Records provided
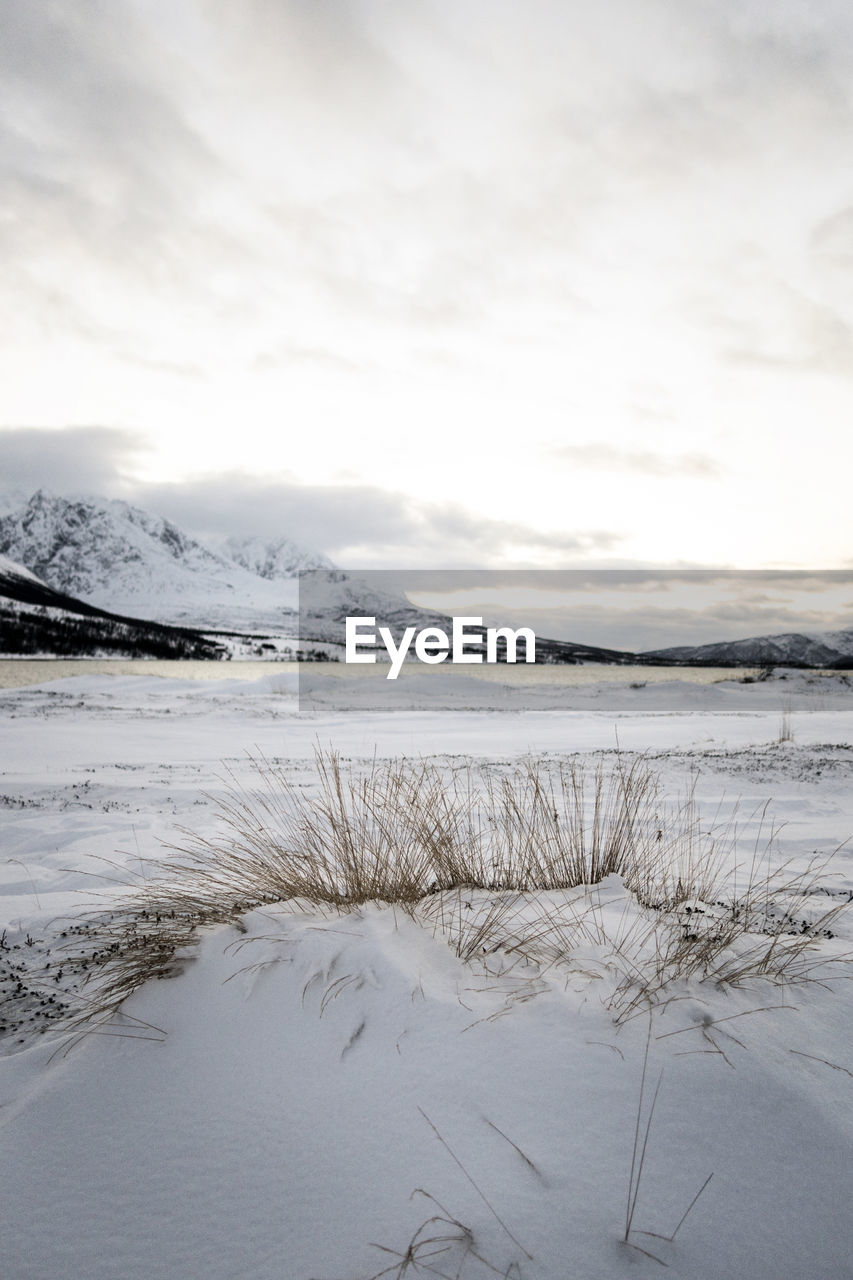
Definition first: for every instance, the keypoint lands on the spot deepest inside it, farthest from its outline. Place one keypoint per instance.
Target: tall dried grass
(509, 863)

==

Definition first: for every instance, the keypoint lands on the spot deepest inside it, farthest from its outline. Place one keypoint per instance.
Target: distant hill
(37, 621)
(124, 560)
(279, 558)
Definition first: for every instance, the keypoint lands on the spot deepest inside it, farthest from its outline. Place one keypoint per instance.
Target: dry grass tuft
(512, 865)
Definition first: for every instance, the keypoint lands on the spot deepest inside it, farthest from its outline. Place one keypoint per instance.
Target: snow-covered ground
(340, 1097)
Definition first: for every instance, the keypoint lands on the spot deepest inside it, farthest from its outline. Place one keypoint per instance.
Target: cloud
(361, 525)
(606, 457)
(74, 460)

Problem to work on
Count the lines in the records above that contain the word "Target", treating uppercase and lowercase letters as different, and give only the number.

Answer for this exercise
5